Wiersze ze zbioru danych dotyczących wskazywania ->

---------------

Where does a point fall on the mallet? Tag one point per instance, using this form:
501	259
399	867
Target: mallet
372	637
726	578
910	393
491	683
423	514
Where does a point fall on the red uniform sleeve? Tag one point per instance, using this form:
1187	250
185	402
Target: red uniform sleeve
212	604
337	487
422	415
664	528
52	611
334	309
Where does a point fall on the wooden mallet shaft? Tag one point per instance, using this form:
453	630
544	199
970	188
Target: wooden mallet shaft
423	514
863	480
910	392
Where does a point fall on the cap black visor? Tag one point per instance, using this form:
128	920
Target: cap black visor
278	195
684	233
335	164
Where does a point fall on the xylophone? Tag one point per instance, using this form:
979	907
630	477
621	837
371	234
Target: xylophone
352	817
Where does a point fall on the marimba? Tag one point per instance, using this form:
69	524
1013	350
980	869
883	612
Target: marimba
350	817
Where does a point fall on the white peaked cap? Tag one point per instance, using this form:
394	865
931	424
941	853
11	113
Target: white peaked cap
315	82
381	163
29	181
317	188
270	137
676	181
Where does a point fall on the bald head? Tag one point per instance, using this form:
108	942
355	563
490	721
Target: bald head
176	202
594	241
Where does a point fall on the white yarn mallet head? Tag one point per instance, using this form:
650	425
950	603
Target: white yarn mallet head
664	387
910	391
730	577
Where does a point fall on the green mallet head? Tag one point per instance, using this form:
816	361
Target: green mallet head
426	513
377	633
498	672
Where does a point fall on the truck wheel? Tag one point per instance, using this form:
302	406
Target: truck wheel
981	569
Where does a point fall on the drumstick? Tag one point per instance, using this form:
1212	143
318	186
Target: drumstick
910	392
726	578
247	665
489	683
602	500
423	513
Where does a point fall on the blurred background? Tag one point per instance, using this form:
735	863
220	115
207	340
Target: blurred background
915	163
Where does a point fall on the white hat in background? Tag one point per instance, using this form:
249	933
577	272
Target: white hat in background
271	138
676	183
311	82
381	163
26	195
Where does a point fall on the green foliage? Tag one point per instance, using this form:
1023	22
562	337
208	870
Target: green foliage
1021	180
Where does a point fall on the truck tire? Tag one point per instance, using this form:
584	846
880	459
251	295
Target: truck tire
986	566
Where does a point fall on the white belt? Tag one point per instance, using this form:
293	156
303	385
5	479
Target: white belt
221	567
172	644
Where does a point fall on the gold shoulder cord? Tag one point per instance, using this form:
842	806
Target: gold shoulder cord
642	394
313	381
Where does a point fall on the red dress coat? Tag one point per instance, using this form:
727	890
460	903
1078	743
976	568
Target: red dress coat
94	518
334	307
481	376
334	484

---------------

Polecenie do ćwiczenia -> Przepisz dosłownie wiersze wpisów, zaczynając od wiersza zawierającego „Where does a point fall on the truck wheel?” i kończąc na ostatnim wierszu wpisów, oba te wiersze włącznie.

Wynik poniżej ->
Where does a point fall on the truck wheel? Tag one point per instance, using this form:
302	406
Target: truck wheel
981	569
Where does a point fall on the drumstick? Tag one point per instance, using this form:
1212	143
318	186
Target: drumstick
910	392
726	578
247	665
489	683
602	500
423	513
Where does a point fall on the blurred background? Tag one point per instance, using this form:
735	863
220	115
207	340
Target: blurred background
915	163
Where does a point fall on the white hat in background? Tag one point per instance, using this form:
249	933
577	272
Target: white hat in background
271	138
676	183
311	82
381	163
26	195
Where does a point fall on the green foliage? Tag one point per instance, using this form:
1023	22
562	337
208	870
Target: green foliage
1021	180
Where does a point fall on the truck tire? Tag one point per instance, using this form:
584	846
880	459
251	295
Target: truck tire
986	566
Where does a point fall on the white belt? Tag one point per instance, using this form:
293	156
303	385
5	479
Target: white belt
221	567
172	644
Where does a point fall on the gold shoulder cord? Tag one point per instance, using this form:
842	806
Target: gold shoulder cord
642	394
313	381
Where does a point fall on the red dress coat? Tag one point per instance, using this form:
727	890
460	903
1078	743
976	568
Target: red dress coat
94	518
334	307
481	376
334	484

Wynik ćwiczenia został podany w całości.